- Directions -
Find the word "jacket" in the listing. Copy out each line where it occurs.

Exercise data Block Start

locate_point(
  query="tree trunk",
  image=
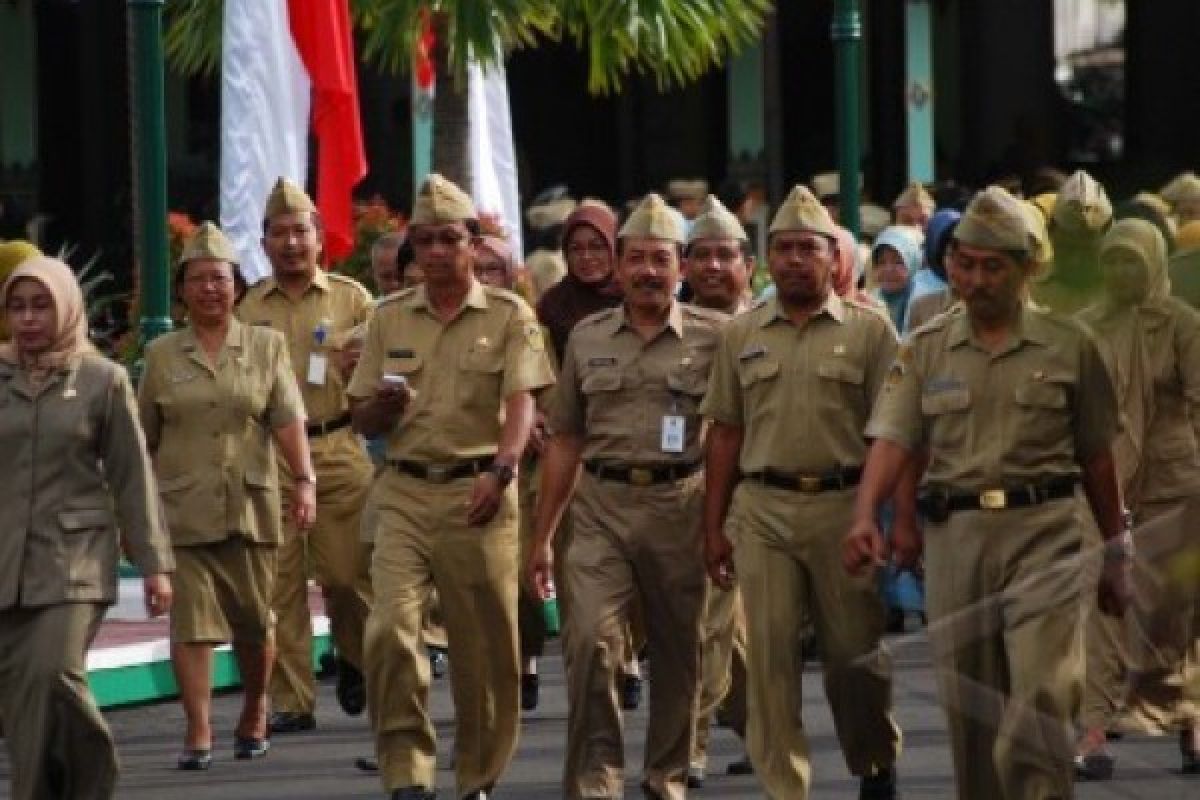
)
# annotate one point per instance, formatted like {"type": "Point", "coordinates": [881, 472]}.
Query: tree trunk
{"type": "Point", "coordinates": [451, 133]}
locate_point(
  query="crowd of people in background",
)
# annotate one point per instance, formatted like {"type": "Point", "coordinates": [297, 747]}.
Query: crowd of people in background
{"type": "Point", "coordinates": [713, 439]}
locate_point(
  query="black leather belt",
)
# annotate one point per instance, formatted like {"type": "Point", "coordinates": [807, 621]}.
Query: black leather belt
{"type": "Point", "coordinates": [442, 473]}
{"type": "Point", "coordinates": [328, 426]}
{"type": "Point", "coordinates": [641, 475]}
{"type": "Point", "coordinates": [939, 503]}
{"type": "Point", "coordinates": [837, 479]}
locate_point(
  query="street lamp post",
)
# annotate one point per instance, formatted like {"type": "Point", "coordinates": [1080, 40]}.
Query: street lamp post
{"type": "Point", "coordinates": [149, 163]}
{"type": "Point", "coordinates": [847, 37]}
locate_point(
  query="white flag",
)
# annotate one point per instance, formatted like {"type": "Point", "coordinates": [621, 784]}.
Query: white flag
{"type": "Point", "coordinates": [495, 167]}
{"type": "Point", "coordinates": [264, 121]}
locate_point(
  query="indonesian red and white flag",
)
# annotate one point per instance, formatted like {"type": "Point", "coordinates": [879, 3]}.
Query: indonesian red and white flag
{"type": "Point", "coordinates": [283, 64]}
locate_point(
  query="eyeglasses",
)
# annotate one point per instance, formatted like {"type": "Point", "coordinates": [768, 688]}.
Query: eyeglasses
{"type": "Point", "coordinates": [445, 238]}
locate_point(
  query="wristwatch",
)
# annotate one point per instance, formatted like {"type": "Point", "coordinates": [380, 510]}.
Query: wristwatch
{"type": "Point", "coordinates": [503, 473]}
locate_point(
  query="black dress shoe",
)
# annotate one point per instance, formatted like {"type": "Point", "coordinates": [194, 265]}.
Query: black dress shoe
{"type": "Point", "coordinates": [741, 767]}
{"type": "Point", "coordinates": [292, 721]}
{"type": "Point", "coordinates": [880, 786]}
{"type": "Point", "coordinates": [413, 793]}
{"type": "Point", "coordinates": [351, 690]}
{"type": "Point", "coordinates": [1097, 765]}
{"type": "Point", "coordinates": [630, 692]}
{"type": "Point", "coordinates": [195, 759]}
{"type": "Point", "coordinates": [250, 747]}
{"type": "Point", "coordinates": [529, 691]}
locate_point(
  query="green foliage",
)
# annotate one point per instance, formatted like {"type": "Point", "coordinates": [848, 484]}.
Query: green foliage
{"type": "Point", "coordinates": [676, 41]}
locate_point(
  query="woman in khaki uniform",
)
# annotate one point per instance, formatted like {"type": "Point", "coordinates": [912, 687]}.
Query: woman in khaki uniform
{"type": "Point", "coordinates": [76, 471]}
{"type": "Point", "coordinates": [214, 397]}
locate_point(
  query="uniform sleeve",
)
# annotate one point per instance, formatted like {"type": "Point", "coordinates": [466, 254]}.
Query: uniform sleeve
{"type": "Point", "coordinates": [897, 414]}
{"type": "Point", "coordinates": [129, 473]}
{"type": "Point", "coordinates": [1096, 422]}
{"type": "Point", "coordinates": [148, 400]}
{"type": "Point", "coordinates": [370, 368]}
{"type": "Point", "coordinates": [881, 354]}
{"type": "Point", "coordinates": [567, 404]}
{"type": "Point", "coordinates": [526, 366]}
{"type": "Point", "coordinates": [285, 404]}
{"type": "Point", "coordinates": [723, 402]}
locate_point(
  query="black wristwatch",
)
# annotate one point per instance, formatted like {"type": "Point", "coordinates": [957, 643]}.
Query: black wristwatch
{"type": "Point", "coordinates": [503, 473]}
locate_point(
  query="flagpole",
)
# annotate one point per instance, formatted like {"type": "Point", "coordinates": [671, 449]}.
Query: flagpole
{"type": "Point", "coordinates": [149, 164]}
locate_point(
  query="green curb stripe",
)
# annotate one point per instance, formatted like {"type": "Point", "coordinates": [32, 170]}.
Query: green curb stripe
{"type": "Point", "coordinates": [155, 680]}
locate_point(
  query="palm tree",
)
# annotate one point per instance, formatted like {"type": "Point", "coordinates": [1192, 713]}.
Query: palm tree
{"type": "Point", "coordinates": [675, 41]}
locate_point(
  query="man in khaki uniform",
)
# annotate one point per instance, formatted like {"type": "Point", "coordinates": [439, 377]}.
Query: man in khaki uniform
{"type": "Point", "coordinates": [316, 312]}
{"type": "Point", "coordinates": [1014, 408]}
{"type": "Point", "coordinates": [438, 365]}
{"type": "Point", "coordinates": [793, 382]}
{"type": "Point", "coordinates": [718, 266]}
{"type": "Point", "coordinates": [1151, 346]}
{"type": "Point", "coordinates": [627, 407]}
{"type": "Point", "coordinates": [1081, 215]}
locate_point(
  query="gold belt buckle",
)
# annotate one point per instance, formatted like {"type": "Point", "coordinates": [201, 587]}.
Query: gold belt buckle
{"type": "Point", "coordinates": [810, 483]}
{"type": "Point", "coordinates": [994, 499]}
{"type": "Point", "coordinates": [641, 476]}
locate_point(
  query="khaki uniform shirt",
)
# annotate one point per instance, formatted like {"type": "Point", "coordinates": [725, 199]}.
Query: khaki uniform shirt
{"type": "Point", "coordinates": [75, 471]}
{"type": "Point", "coordinates": [803, 395]}
{"type": "Point", "coordinates": [616, 388]}
{"type": "Point", "coordinates": [209, 427]}
{"type": "Point", "coordinates": [461, 371]}
{"type": "Point", "coordinates": [317, 324]}
{"type": "Point", "coordinates": [1033, 410]}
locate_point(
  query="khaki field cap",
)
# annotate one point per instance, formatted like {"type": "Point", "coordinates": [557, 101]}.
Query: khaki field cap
{"type": "Point", "coordinates": [653, 218]}
{"type": "Point", "coordinates": [1083, 208]}
{"type": "Point", "coordinates": [287, 198]}
{"type": "Point", "coordinates": [916, 196]}
{"type": "Point", "coordinates": [439, 202]}
{"type": "Point", "coordinates": [715, 222]}
{"type": "Point", "coordinates": [995, 220]}
{"type": "Point", "coordinates": [208, 241]}
{"type": "Point", "coordinates": [803, 211]}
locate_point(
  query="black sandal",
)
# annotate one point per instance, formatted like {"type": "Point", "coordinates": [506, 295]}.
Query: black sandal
{"type": "Point", "coordinates": [195, 761]}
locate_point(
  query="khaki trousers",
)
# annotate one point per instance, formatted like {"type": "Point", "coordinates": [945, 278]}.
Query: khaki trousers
{"type": "Point", "coordinates": [723, 669]}
{"type": "Point", "coordinates": [423, 542]}
{"type": "Point", "coordinates": [59, 745]}
{"type": "Point", "coordinates": [1005, 621]}
{"type": "Point", "coordinates": [335, 555]}
{"type": "Point", "coordinates": [787, 553]}
{"type": "Point", "coordinates": [631, 543]}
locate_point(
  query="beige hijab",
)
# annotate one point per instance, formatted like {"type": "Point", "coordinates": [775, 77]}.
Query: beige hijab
{"type": "Point", "coordinates": [70, 337]}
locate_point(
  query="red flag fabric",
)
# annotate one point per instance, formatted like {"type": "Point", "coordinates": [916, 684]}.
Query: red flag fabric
{"type": "Point", "coordinates": [323, 37]}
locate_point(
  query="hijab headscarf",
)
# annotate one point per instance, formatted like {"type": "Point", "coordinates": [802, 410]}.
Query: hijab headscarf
{"type": "Point", "coordinates": [570, 300]}
{"type": "Point", "coordinates": [1122, 338]}
{"type": "Point", "coordinates": [70, 336]}
{"type": "Point", "coordinates": [899, 239]}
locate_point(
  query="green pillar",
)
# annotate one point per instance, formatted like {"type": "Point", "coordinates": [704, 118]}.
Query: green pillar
{"type": "Point", "coordinates": [149, 163]}
{"type": "Point", "coordinates": [847, 37]}
{"type": "Point", "coordinates": [919, 90]}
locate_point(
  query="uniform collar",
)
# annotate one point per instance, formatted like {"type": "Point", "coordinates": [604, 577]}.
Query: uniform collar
{"type": "Point", "coordinates": [833, 307]}
{"type": "Point", "coordinates": [319, 282]}
{"type": "Point", "coordinates": [675, 319]}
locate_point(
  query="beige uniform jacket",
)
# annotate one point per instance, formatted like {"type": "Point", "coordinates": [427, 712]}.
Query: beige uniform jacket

Exercise data Block End

- Answer section -
  query="beige uniform jacket",
Query: beige uniform jacket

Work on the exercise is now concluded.